-- TEXTO EXTRAÍDO --

┏━━

En la página "Zancada, cosas de mina", una de las más visitadas del
internet en Chile, los post más comentados hablan de cómo aguantar los
largos períodos de abstinencia sexual. Otro muy visitado habla de un
anillo anticonceptivo.
 
Sería, sin duda, lógico que las mujeres quisieran ante todo y sobre
todo sexo. Si preguntara eso que nadie nunca pregunta: ¿Qué quieren
los hombres? Sólo una cosa en común desean casi todos a toda hora:
sexo. Es por lo demás la categoría que los une: El sexo, el sexo
masculino. ¿No sería lógico que las mujeres también tuvieran eso en
común, desear u odiar a los hombres? ¿No quieren eso las mujeres,
entre todas las otras cosas que quieren, que creen querer, sexo o el
deseo al menos del sexo? La seducción, el amor, si queremos ser más
furibundos. ¿No es eso lo que en el fondo toda mujer quiere, amar y
ser amada en la cama y la oficina? ¿Ganar plata como una forma de
caricia, ascender en la pega para que más gente te mire y admire?

┗━━

-- MATERIAL PROPORCIONADO --

┏━━

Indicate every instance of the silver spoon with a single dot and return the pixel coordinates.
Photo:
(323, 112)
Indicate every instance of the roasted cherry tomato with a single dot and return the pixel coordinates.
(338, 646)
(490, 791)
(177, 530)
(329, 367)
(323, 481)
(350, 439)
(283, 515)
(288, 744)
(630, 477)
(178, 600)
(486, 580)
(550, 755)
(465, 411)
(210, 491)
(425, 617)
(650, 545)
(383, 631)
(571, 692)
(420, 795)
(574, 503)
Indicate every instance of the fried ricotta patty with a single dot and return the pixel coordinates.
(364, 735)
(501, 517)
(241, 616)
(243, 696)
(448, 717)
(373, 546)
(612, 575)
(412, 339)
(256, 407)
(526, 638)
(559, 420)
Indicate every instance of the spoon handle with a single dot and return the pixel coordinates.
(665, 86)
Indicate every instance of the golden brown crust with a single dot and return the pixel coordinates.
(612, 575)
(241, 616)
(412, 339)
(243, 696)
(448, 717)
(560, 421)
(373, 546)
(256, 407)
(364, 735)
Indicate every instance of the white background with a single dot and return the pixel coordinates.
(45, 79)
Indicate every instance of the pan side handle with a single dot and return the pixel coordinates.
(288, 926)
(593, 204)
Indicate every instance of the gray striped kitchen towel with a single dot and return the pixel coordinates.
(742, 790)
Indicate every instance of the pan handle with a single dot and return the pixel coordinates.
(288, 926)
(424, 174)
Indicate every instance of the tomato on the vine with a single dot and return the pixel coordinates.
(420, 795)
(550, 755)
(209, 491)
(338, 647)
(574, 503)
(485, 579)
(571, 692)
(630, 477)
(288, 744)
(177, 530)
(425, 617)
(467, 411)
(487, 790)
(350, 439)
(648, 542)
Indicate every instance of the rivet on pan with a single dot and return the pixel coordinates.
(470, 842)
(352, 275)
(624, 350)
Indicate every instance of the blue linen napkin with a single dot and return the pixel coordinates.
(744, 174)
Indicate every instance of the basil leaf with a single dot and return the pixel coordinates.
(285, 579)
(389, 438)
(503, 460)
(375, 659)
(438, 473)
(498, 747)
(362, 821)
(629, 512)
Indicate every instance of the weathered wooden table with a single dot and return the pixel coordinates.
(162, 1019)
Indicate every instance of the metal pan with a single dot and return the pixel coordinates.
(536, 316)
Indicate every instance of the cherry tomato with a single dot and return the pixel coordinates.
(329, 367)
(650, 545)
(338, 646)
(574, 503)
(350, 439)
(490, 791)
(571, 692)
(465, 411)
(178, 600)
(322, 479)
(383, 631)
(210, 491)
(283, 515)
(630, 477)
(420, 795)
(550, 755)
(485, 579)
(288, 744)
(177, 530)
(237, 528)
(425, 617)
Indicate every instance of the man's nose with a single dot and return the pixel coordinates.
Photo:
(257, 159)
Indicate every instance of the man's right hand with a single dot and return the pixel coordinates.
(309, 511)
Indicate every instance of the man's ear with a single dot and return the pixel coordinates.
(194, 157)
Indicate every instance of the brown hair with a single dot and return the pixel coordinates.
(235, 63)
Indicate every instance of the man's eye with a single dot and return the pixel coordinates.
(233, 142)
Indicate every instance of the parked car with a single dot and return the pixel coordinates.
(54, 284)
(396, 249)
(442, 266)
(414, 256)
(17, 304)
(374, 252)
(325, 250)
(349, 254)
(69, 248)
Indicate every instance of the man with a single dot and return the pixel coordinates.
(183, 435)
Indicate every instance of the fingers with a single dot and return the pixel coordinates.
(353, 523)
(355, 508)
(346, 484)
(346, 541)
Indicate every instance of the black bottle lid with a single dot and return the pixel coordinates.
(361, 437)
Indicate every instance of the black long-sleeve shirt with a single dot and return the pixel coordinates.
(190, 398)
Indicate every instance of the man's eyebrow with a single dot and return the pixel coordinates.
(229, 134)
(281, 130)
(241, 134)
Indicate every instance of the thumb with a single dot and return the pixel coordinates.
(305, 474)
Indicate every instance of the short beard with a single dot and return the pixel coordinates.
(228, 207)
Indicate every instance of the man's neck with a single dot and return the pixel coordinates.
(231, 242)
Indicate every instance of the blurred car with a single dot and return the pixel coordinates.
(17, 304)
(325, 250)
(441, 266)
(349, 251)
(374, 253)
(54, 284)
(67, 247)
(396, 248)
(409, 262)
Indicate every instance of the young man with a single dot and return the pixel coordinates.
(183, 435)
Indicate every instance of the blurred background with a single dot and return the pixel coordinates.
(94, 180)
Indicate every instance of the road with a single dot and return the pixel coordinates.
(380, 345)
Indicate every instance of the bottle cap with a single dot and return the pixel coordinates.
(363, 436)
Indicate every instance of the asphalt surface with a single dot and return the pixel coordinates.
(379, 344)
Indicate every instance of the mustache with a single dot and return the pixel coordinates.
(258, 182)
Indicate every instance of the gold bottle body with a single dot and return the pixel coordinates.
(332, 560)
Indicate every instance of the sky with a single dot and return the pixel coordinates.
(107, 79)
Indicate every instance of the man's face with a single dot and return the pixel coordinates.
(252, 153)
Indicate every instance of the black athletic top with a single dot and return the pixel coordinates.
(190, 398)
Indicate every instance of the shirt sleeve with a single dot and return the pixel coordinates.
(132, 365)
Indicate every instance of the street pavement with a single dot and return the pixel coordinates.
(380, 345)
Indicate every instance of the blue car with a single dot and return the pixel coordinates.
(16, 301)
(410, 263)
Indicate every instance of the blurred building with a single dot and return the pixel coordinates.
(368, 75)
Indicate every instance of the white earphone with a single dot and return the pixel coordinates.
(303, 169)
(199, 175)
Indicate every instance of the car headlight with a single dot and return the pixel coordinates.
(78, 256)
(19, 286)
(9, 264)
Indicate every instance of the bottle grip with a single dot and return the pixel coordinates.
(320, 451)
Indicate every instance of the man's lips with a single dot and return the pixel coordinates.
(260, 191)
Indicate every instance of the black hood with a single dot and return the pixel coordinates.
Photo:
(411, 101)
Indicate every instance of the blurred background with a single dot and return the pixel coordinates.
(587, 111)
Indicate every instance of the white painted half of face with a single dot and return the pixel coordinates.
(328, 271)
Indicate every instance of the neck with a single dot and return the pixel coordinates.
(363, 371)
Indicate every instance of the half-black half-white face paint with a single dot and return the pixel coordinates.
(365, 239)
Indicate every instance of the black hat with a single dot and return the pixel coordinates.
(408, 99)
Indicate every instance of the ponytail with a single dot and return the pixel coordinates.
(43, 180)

┗━━

-- INSTRUCCIÓN 1 --
Según el texto extraído, ¿de qué tratan los post más comentados de la página "Zancada, cosas de mina"?
-- INSTRUCCIÓN 2 --
Convierte en una lista el párrafo del texto extraído que empieza con "En la página" y conserva sus datos principales.
-- INSTRUCCIÓN 3 --
Resume el texto extraído en dos oraciones.

-- RESULTADO 1 --
De cómo aguantar los largos períodos de abstinencia sexual.

-- RESULTADO 2 --
- "Zancada, cosas de mina" es una de las páginas más visitadas de internet en Chile.
- Sus post más comentados tratan de cómo aguantar largos períodos de abstinencia sexual.
- Otro post muy visitado trata de un anillo anticonceptivo.

-- RESULTADO 3 --
En la página chilena "Zancada, cosas de mina", los post más comentados tratan de cómo aguantar la abstinencia sexual, y otro muy visitado habla de un anillo anticonceptivo. El texto afirma que casi todos los hombres desean sexo y se pregunta si las mujeres no querrán también sexo, seducción, amor, ganar plata y ascender en la pega.